### WHAT IS REQUIRED
Copy out every one of the records below word for word, keeping each line in its original order.

════════════════

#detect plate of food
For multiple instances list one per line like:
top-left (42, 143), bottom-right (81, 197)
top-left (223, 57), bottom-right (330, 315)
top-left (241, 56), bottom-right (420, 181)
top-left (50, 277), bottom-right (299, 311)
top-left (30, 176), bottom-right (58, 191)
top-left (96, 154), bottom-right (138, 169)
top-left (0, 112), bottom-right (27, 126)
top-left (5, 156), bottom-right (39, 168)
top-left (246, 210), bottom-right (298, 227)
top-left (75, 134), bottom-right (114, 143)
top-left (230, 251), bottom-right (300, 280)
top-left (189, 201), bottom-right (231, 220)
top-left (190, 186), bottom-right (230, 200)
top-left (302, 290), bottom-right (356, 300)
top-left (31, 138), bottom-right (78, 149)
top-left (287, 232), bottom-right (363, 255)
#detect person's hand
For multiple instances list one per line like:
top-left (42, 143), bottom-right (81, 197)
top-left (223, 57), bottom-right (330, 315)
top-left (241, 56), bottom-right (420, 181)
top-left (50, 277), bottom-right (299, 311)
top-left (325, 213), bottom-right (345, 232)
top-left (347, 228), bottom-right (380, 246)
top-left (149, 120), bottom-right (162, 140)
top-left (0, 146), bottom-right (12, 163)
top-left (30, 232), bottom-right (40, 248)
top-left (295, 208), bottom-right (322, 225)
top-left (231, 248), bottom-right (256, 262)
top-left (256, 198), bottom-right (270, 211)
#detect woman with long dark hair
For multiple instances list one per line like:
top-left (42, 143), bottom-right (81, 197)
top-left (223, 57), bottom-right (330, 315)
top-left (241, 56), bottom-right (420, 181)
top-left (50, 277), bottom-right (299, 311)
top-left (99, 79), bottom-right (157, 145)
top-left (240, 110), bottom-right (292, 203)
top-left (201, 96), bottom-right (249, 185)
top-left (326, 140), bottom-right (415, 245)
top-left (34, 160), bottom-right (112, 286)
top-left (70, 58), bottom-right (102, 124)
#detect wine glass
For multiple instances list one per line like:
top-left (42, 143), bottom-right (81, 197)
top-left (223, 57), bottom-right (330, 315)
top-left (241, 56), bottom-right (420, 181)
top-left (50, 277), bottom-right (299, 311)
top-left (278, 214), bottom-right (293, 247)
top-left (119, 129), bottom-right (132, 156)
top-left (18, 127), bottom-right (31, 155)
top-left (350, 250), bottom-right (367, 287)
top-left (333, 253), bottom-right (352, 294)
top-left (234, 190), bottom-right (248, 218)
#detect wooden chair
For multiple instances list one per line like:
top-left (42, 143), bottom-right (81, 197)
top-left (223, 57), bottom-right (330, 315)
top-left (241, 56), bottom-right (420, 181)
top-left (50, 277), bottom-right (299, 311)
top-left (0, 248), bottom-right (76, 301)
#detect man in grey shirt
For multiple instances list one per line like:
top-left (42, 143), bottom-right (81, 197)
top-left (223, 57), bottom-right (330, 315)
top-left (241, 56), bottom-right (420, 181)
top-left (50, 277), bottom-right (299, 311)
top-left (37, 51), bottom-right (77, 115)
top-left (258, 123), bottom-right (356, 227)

════════════════

### RESPONSE TO THE TASK
#detect plate of food
For multiple instances list one per line like:
top-left (42, 143), bottom-right (81, 197)
top-left (223, 57), bottom-right (330, 315)
top-left (241, 56), bottom-right (420, 181)
top-left (50, 277), bottom-right (299, 311)
top-left (30, 176), bottom-right (58, 191)
top-left (96, 154), bottom-right (138, 169)
top-left (0, 112), bottom-right (27, 126)
top-left (5, 156), bottom-right (39, 168)
top-left (246, 210), bottom-right (298, 227)
top-left (75, 134), bottom-right (114, 143)
top-left (230, 251), bottom-right (300, 280)
top-left (189, 201), bottom-right (231, 220)
top-left (190, 186), bottom-right (230, 200)
top-left (302, 290), bottom-right (356, 300)
top-left (31, 138), bottom-right (78, 149)
top-left (287, 232), bottom-right (363, 255)
#detect person's hand
For multiple instances list one per line like:
top-left (42, 143), bottom-right (81, 197)
top-left (223, 57), bottom-right (330, 315)
top-left (241, 56), bottom-right (420, 181)
top-left (50, 277), bottom-right (299, 311)
top-left (325, 213), bottom-right (345, 232)
top-left (347, 228), bottom-right (380, 246)
top-left (149, 120), bottom-right (162, 140)
top-left (0, 146), bottom-right (12, 163)
top-left (30, 232), bottom-right (40, 248)
top-left (295, 208), bottom-right (322, 225)
top-left (231, 248), bottom-right (256, 262)
top-left (256, 198), bottom-right (270, 211)
#detect woman with long dark hair
For multiple instances list one per line like:
top-left (42, 143), bottom-right (81, 197)
top-left (223, 57), bottom-right (330, 315)
top-left (241, 56), bottom-right (420, 181)
top-left (50, 277), bottom-right (299, 311)
top-left (99, 79), bottom-right (157, 145)
top-left (240, 110), bottom-right (292, 203)
top-left (201, 96), bottom-right (249, 185)
top-left (326, 140), bottom-right (415, 245)
top-left (34, 160), bottom-right (112, 286)
top-left (70, 58), bottom-right (102, 124)
#detect wine glass
For multiple instances list one per line like:
top-left (42, 143), bottom-right (81, 197)
top-left (223, 57), bottom-right (330, 315)
top-left (241, 56), bottom-right (420, 181)
top-left (50, 277), bottom-right (299, 311)
top-left (278, 214), bottom-right (293, 247)
top-left (119, 129), bottom-right (132, 156)
top-left (18, 127), bottom-right (31, 155)
top-left (350, 250), bottom-right (367, 287)
top-left (333, 253), bottom-right (352, 294)
top-left (234, 190), bottom-right (248, 218)
#detect wooden chair
For multiple instances list one per line like:
top-left (42, 143), bottom-right (81, 197)
top-left (223, 57), bottom-right (330, 315)
top-left (241, 56), bottom-right (420, 181)
top-left (50, 277), bottom-right (299, 311)
top-left (0, 248), bottom-right (76, 301)
#detect man in grey shirt
For multiple instances list one per line like:
top-left (42, 143), bottom-right (81, 197)
top-left (223, 57), bottom-right (330, 315)
top-left (241, 56), bottom-right (420, 181)
top-left (50, 277), bottom-right (299, 311)
top-left (37, 51), bottom-right (77, 115)
top-left (258, 123), bottom-right (356, 227)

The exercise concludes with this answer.